* Work to be completed: Please pull out and copy every line of the records below that contains the string "pavilion". Case counts.

* Data shown:
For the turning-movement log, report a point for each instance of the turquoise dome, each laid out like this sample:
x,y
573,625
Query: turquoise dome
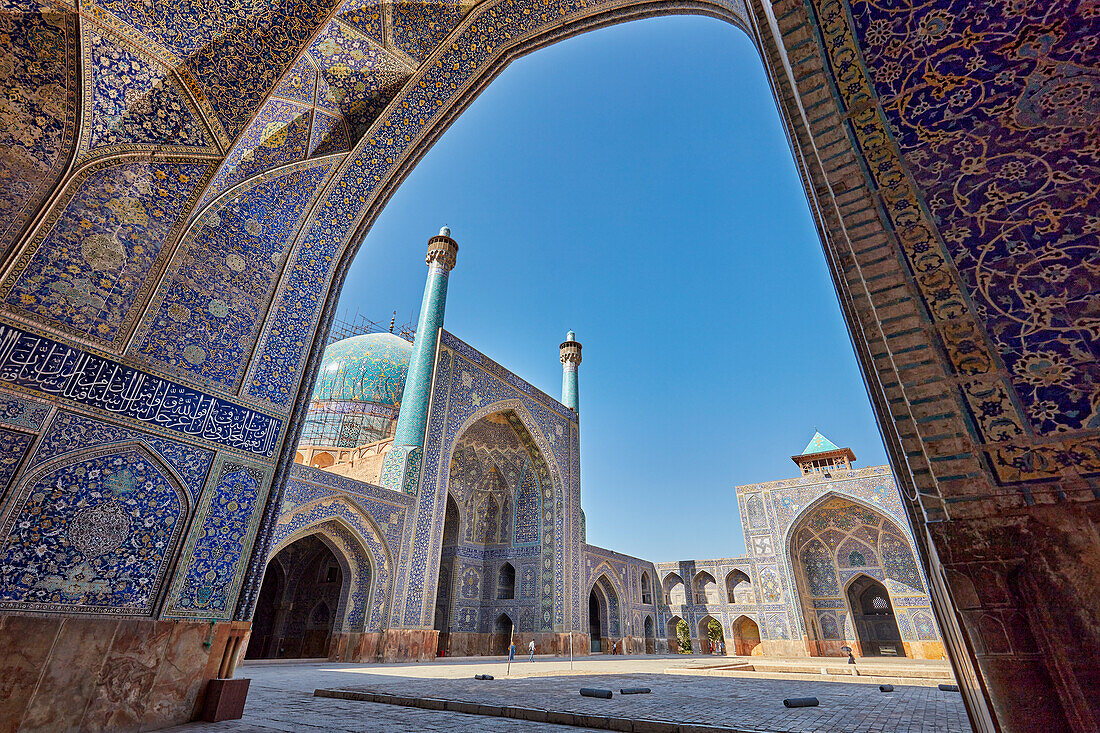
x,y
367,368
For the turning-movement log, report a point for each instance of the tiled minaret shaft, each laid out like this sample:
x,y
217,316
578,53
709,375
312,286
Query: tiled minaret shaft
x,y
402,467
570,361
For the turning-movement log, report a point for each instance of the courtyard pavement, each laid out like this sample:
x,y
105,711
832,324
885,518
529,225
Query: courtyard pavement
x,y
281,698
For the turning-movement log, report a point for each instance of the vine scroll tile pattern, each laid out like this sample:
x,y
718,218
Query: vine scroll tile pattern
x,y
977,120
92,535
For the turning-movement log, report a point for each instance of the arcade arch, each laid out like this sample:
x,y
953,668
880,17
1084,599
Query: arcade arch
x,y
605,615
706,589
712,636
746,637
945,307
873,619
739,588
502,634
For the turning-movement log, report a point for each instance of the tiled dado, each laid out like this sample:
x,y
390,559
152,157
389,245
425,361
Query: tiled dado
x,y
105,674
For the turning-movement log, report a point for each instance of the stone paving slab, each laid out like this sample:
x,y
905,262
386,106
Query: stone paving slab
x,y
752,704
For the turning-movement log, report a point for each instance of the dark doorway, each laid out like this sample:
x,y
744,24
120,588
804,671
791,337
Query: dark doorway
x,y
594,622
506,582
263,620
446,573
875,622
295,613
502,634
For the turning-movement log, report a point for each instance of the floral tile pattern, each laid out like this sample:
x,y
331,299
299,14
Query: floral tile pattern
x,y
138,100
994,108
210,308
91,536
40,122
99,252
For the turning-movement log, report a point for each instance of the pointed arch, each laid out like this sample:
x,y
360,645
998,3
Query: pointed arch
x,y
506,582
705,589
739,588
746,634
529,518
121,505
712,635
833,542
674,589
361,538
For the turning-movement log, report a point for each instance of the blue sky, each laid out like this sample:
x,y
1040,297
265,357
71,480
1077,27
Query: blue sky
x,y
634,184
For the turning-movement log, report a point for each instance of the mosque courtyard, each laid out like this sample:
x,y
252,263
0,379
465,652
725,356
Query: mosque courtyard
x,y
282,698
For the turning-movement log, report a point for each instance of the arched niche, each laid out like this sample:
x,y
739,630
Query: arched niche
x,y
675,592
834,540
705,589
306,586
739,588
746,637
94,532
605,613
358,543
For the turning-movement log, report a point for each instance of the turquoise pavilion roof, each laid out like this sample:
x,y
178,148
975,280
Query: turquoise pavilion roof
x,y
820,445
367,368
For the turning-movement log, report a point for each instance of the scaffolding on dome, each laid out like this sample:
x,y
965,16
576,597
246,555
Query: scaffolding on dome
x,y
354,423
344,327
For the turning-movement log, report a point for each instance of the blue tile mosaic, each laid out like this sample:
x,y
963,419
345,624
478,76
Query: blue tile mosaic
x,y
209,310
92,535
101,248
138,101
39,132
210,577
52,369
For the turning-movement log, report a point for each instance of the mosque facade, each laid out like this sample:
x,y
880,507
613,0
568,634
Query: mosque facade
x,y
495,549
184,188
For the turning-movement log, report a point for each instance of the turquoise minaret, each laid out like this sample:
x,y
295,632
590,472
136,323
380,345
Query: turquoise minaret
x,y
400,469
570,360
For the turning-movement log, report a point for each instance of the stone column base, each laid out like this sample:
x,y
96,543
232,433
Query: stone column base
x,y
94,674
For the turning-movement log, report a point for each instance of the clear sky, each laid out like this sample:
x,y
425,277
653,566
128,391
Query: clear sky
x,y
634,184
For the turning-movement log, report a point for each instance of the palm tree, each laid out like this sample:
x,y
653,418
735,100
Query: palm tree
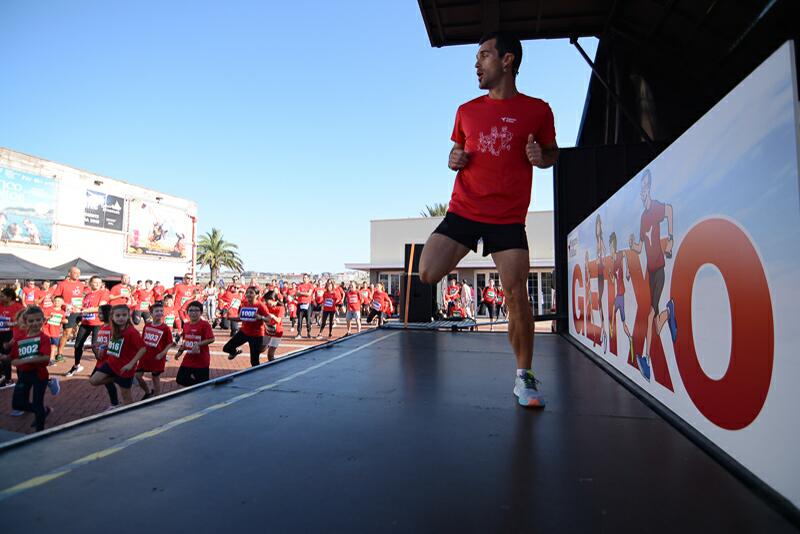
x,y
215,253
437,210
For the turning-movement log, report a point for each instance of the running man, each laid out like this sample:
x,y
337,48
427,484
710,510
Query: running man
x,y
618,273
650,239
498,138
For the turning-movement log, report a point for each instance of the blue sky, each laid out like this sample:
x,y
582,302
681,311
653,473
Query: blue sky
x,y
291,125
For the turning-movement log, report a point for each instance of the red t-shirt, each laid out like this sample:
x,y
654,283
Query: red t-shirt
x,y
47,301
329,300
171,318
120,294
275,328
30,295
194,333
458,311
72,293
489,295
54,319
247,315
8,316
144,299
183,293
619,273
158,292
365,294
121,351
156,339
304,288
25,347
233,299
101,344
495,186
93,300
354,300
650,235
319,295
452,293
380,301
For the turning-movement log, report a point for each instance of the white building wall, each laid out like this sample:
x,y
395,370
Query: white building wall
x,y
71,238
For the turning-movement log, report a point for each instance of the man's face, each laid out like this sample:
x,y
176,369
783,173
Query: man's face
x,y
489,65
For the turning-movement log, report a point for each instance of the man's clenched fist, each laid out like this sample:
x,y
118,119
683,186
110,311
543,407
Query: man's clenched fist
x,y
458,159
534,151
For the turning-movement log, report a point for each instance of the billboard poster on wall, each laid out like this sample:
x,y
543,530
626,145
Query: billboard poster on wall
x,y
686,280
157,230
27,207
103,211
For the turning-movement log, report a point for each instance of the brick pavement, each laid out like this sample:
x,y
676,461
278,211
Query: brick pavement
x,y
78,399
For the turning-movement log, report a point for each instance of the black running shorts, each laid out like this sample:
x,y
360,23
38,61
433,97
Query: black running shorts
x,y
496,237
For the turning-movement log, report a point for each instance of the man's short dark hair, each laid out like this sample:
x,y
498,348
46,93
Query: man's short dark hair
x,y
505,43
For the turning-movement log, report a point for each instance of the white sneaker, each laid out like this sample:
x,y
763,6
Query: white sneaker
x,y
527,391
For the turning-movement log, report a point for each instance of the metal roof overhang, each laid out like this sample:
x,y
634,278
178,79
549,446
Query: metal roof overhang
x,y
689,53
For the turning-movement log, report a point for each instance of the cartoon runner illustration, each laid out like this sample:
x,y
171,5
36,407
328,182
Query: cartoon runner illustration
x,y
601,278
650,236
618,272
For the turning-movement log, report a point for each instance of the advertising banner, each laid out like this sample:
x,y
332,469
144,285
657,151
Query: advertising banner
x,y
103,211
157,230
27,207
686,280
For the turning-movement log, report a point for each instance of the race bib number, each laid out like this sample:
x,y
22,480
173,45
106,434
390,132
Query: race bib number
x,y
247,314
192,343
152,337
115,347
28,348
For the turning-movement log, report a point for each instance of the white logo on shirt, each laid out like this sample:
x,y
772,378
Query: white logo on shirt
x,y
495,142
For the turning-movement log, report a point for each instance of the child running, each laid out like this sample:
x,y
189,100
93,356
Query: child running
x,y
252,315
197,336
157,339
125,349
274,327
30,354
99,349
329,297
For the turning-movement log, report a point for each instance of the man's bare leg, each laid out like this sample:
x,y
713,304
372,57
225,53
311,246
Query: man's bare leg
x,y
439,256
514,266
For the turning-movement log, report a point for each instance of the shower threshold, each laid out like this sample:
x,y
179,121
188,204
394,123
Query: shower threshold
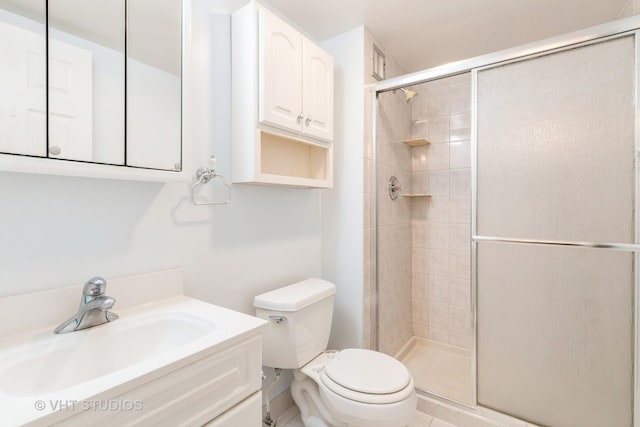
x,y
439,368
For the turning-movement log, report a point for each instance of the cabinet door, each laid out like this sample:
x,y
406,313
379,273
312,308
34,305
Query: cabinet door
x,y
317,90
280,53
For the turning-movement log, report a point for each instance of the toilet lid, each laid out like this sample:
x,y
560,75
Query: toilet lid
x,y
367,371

...

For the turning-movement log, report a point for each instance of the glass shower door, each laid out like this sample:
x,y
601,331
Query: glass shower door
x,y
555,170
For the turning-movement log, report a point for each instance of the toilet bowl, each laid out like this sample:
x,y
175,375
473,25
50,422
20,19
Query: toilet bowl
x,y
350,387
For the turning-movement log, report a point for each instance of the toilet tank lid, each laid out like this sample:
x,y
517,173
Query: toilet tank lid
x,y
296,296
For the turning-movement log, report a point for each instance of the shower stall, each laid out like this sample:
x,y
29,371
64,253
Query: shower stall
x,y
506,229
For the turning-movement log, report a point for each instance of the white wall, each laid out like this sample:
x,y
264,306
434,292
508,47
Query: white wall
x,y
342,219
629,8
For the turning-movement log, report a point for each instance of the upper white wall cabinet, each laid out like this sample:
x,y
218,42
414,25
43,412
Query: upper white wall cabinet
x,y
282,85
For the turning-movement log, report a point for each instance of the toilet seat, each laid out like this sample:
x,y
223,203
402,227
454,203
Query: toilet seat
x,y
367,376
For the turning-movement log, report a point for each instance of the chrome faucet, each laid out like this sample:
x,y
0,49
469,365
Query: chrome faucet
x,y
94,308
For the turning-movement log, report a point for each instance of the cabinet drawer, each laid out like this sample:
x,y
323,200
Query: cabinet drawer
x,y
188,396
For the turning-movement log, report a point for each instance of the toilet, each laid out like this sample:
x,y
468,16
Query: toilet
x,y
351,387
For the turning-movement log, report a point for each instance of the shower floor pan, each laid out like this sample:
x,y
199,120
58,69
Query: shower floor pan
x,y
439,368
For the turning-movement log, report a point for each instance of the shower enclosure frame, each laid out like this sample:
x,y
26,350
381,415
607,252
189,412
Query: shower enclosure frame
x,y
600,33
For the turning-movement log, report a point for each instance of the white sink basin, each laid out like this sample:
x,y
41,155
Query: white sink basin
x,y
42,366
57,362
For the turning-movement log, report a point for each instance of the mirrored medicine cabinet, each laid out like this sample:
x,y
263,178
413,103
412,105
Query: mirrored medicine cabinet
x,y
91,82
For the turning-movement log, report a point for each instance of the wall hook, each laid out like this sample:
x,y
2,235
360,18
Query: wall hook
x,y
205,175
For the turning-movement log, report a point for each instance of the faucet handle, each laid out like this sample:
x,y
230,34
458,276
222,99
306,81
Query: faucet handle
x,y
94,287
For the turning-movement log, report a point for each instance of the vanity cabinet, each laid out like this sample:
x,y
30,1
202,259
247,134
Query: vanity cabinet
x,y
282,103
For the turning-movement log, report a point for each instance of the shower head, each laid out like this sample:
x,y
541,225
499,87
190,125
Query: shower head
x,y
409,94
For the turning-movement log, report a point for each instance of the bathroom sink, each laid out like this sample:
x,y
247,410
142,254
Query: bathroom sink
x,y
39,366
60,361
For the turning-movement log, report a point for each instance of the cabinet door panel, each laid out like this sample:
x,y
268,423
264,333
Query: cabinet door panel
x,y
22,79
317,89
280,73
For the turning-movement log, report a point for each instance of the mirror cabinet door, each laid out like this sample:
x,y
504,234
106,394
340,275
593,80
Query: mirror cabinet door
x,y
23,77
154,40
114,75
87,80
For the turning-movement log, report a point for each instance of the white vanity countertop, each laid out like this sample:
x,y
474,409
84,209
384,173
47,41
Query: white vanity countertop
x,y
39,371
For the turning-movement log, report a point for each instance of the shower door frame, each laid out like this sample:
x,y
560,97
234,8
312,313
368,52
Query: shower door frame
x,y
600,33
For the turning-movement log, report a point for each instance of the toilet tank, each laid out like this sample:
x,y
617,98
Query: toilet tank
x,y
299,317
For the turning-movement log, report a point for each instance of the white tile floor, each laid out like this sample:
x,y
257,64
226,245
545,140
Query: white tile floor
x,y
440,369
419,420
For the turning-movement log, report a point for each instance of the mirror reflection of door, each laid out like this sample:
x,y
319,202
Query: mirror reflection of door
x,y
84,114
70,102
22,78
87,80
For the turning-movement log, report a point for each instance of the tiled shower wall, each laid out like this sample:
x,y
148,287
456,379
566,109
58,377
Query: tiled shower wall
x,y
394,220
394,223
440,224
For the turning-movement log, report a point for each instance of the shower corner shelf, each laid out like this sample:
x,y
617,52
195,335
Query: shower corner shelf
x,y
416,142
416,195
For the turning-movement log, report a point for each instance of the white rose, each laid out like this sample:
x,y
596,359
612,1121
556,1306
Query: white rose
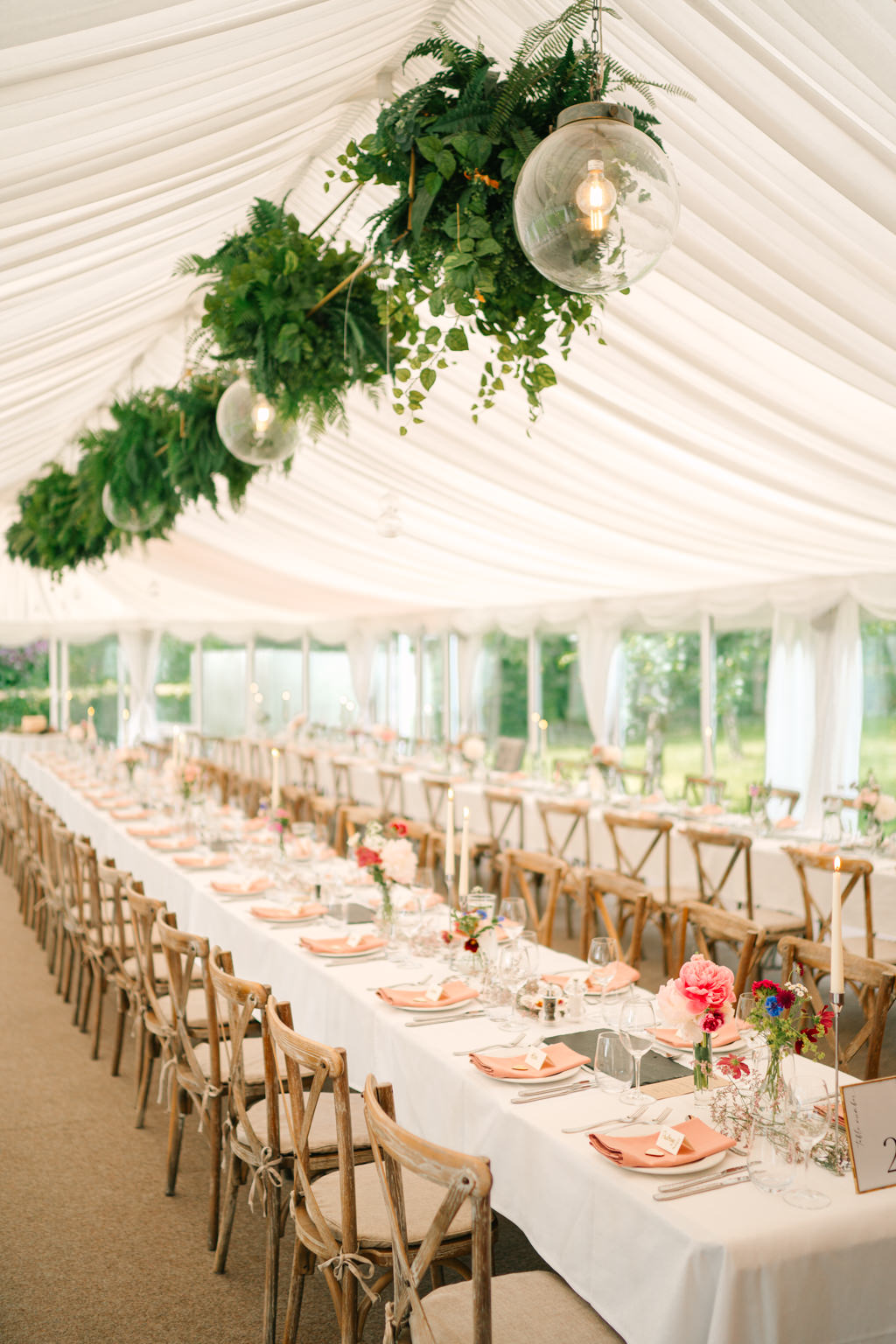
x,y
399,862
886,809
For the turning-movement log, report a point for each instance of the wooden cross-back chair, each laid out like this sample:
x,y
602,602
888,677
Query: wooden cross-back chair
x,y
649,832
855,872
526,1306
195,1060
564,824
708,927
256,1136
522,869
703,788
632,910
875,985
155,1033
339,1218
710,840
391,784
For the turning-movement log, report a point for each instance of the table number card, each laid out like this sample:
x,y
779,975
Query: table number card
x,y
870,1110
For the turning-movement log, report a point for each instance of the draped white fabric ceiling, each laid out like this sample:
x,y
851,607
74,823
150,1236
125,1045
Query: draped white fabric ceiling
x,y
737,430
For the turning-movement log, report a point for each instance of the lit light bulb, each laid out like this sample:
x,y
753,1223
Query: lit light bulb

* Exercise solution:
For the turning-movement log, report a point for each instance of the turquoise pavilion roof, each laid out like this sample:
Query: turquoise pavilion roof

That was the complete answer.